Foreign currency exchange: 7 things to think about in 2015
Looking back on an eventful 12 months for the currency markets, Matthew Harris shares his predictions for 2015
Deep impact
From a currency point of view, there have only been two talking points that had any major effect on the markets. The first was the ongoing recovery in the UK which most economists would now regard as complete – the size of the British economy as well as other factors such as unemployment are back where they were when things first turned south in 2008. The second point of interest was the Scottish referendum, which for a month leading up to the vote on 18 September caused fear, panic and general chaos throughout the markets, as well as in Scotland itself. This served as a timely reminder of how volatile currencies can be in times of political uncertainty, as a single opinion poll caused the pound to lose three cents against other major currencies when it looked as if there would be a ‘Yes’ vote. When the result came in, the pound hit the highest level in two years against the single currency. So what of the year ahead? Long-term predictions provide an excellent opportunity for forecasters to appear rather foolish, whether they are studying anything from the weather to, in this case, foreign exchange. Rather than looking to forecast an exact number for the exchange rate in 12 months time, I will outline some of the key events that are likely to affect the exchange rate over the upcoming year.

- DATASET CONTENT
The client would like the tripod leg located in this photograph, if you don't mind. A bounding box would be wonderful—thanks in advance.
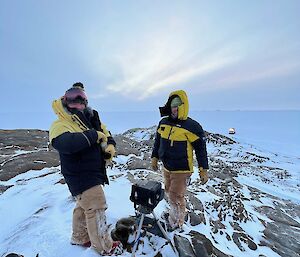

- TO DO
- a) In the article on currency exchange in 2015, how much did the pound lose against other major currencies when a single opinion poll suggested a "Yes" vote?
- b) Continue the article on foreign currency exchange in 2015 from its last sentence.

- ANSWERS PER TASK
- a) Three cents.

- b)
UK General Election
There will be a General Election in May, and the result is far from clear. We could see another Conservative-Liberal Democrat coalition, or a Labour-Liberal Democrat one; we don’t know how many seats UKIP will get, and there is still the chance that one party could get an outright majority. From a currency point of view, we look back to the 2010 election, when the rate swung back and forth by 5% on the day of the result as nobody knew what would happen next. While another hung parliament would not now be the unknown territory it was back then, it would almost certainly cause the pound to weaken, sending the rate down. For the rate to go up, the markets will be looking for the Conservatives or Labour to secure a majority. Given that markets also hate change, the best net result for the pound is, in theory, a blue victory. However, given the uncertainty and the volatility we saw in the run up to the Scottish referendum, it is likely that the pound will suffer across the board in the days and weeks before polling day.
UK interest rate rise
The next piece of news for next year will be the interest rate rise in the UK. This will be one of those that most readers both want and dread in equal measure. If you have a tracker mortgage, an interest rate hike will not have been on your Christmas wishlist. However, if you’re looking to buy overseas and will need to move money from sterling to euros to buy your new home, then a rate rise should be quite helpful.
If a country raises its base rate of interest, this is good for that country’s currency and in the vast majority of cases makes the rate go up. This is because it becomes more attractive for investors to put their money into that country. If you were about to invest money in a country, you would rather the interest being paid on that money was based on 1% than the current 0.5%. This better yield makes the pound more attractive, so exchange rates are likely to rise when the inevitable interest rate hike comes.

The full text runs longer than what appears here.